Problem to solve: Retype the lines below with no changes.

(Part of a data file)
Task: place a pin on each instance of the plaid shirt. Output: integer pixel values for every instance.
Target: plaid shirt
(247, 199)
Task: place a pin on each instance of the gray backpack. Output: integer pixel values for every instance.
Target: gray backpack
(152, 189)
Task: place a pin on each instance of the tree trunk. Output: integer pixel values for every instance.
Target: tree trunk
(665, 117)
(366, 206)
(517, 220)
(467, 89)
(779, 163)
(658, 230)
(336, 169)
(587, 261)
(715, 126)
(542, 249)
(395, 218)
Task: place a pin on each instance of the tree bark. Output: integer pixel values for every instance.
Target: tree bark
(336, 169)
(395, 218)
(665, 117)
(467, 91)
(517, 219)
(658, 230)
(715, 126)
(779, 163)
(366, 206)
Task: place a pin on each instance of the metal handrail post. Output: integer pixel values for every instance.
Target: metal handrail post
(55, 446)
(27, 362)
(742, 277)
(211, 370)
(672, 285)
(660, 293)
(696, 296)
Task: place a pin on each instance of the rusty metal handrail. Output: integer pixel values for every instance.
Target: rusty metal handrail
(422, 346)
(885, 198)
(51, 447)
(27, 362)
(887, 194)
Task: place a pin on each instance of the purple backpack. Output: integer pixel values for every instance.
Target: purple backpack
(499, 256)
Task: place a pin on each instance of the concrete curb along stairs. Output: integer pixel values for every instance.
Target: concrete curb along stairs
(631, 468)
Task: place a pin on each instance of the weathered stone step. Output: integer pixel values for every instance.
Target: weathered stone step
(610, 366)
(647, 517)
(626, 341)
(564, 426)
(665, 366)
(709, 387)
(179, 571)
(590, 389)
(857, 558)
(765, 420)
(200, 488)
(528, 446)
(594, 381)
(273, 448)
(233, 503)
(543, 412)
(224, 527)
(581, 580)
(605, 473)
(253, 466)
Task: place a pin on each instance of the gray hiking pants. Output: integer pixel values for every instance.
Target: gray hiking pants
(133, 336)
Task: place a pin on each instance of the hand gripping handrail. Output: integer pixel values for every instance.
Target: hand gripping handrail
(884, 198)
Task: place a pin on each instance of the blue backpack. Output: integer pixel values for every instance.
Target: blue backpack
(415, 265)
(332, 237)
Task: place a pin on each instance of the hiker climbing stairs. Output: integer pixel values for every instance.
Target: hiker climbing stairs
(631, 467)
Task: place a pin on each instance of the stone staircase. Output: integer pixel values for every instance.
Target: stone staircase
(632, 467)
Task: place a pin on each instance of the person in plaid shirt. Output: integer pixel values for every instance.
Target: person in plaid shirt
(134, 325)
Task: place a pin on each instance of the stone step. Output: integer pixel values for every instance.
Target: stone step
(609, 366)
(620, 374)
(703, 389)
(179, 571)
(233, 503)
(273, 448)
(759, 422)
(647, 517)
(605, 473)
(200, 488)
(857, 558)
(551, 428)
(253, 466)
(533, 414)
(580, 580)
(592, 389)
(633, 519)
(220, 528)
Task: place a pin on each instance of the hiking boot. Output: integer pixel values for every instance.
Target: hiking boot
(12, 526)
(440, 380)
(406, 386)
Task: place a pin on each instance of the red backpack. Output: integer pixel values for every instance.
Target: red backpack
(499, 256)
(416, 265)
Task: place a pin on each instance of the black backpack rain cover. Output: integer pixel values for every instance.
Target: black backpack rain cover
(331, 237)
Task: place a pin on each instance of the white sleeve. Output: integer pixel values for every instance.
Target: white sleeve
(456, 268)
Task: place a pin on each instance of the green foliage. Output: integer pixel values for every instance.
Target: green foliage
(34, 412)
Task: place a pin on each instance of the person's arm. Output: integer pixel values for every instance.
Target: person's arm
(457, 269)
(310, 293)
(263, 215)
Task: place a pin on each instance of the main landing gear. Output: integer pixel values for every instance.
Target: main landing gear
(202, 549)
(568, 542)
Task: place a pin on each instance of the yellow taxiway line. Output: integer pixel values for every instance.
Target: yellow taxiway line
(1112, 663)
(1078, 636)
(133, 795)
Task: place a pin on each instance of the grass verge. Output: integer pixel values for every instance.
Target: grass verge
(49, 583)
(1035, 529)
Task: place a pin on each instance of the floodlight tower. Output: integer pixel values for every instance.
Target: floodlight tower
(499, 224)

Final result:
Task: place a pin on each instance of the plaid shirt. Output: integer pixel values for every instance.
Target: plaid shirt
(247, 199)
Task: place a pin on each instance of the gray backpack. Output: integer pixel values for every instance.
Target: gray backpack
(152, 189)
Task: place a pin on each instance of the tree trunk. Output: integer pixel values for every instance.
Target: tree trunk
(665, 117)
(366, 206)
(517, 220)
(467, 89)
(779, 163)
(658, 230)
(336, 169)
(587, 261)
(715, 126)
(542, 249)
(395, 218)
Task: place a pin on each instance of the tree bark. Output: integer pixel values for every instance.
Target: tree bark
(336, 169)
(395, 218)
(665, 117)
(467, 91)
(517, 219)
(658, 230)
(715, 126)
(779, 163)
(366, 206)
Task: place a pin on each instance of the metal handrail post. Output: integer pixel values for every instance.
Target: metal handrail post
(55, 446)
(27, 362)
(742, 277)
(211, 370)
(672, 285)
(660, 293)
(696, 296)
Task: place a pin on each instance of the rusty metal handrail. Output: integer pixel values for every instance.
Target: rusty metal handrail
(422, 346)
(885, 198)
(51, 447)
(27, 362)
(887, 194)
Task: place a pin on each instance of the purple backpack. Output: integer pixel values for every instance.
Target: purple backpack
(499, 256)
Task: place a pin on each instance of the concrete curb along stairs. Output: integer pixel values for every instance.
Target: concrete curb along stairs
(631, 468)
Task: place a pin on each instance of the weathered stone step. Output: integer pixel values for every instance.
Target: weathered stone step
(610, 366)
(647, 517)
(626, 341)
(564, 426)
(665, 366)
(709, 387)
(179, 571)
(590, 389)
(857, 558)
(765, 420)
(200, 488)
(528, 446)
(594, 381)
(273, 448)
(233, 503)
(543, 412)
(224, 527)
(581, 580)
(605, 473)
(253, 466)
Task: place a pin on each instance of the gray hiking pants. Output: integer pixel values for every instance.
Target: gray hiking pants
(133, 336)
Task: place a pin on each instance of the hand gripping handrail. Output: integer pixel values for every instance.
Target: hand gripping handrail
(884, 198)
Task: place a pin on each instance of the blue backpack. Output: integer pixel values for every instance.
Target: blue backpack
(415, 265)
(332, 237)
Task: place a pin on each instance of the hiker climbing stairs. Output: integer pixel values for every instance.
Target: hiker climbing stairs
(631, 467)
Task: place a pin on each instance of the stone staircase. Output: integer pixel values for every instance.
Target: stone staircase
(632, 467)
Task: place a pin on each instance of the person in plaid shirt. Output: integer pixel values for every instance.
Target: person in plaid shirt
(134, 325)
Task: place a pin on each instance of the stone step. Output: integer pixel values for every instance.
Target: stone step
(609, 366)
(620, 374)
(703, 389)
(179, 571)
(233, 503)
(273, 448)
(759, 422)
(647, 517)
(605, 473)
(200, 488)
(857, 558)
(551, 428)
(253, 466)
(533, 414)
(580, 580)
(592, 389)
(633, 519)
(220, 528)
Task: place a pin on each instance of the hiking boot. Output: integer pixel values for every instance.
Target: hiking boot
(12, 526)
(440, 380)
(406, 386)
Task: place a pin on each instance of the red backpack. Output: integer pixel values for every instance.
Target: red backpack
(499, 256)
(416, 265)
Task: place a pin on each instance of the black backpack rain cover. Output: integer pixel values for every instance.
Target: black backpack rain cover
(331, 237)
Task: place a pin on each instance of the white sleeve. Output: integer pixel values for every instance.
Target: white sleeve
(456, 268)
Task: place a pin on each instance of the green foliage. Output: integer pixel values for every instance.
Target: green foliage
(34, 412)
Task: place a pin on each instance of the person's arm. Output: integer pixel values for every instance.
Target: person's arm
(457, 269)
(310, 293)
(263, 215)
Task: place a pin on each instance of the main landing gear. Output: integer pixel values for every instance.
Target: main landing gear
(202, 549)
(568, 542)
Task: place a pin on each instance of the yellow taxiway line. Output: integer pixel values for every instance.
Target: yellow taxiway line
(1112, 663)
(1078, 636)
(133, 795)
Task: place a pin on each instance of the grass verge. Output: integer pixel values for every instance.
Target: grass verge
(49, 583)
(1035, 529)
Task: place a pin on each instance of the floodlight tower. Output: integer pixel values for every instance.
Target: floodlight tower
(499, 224)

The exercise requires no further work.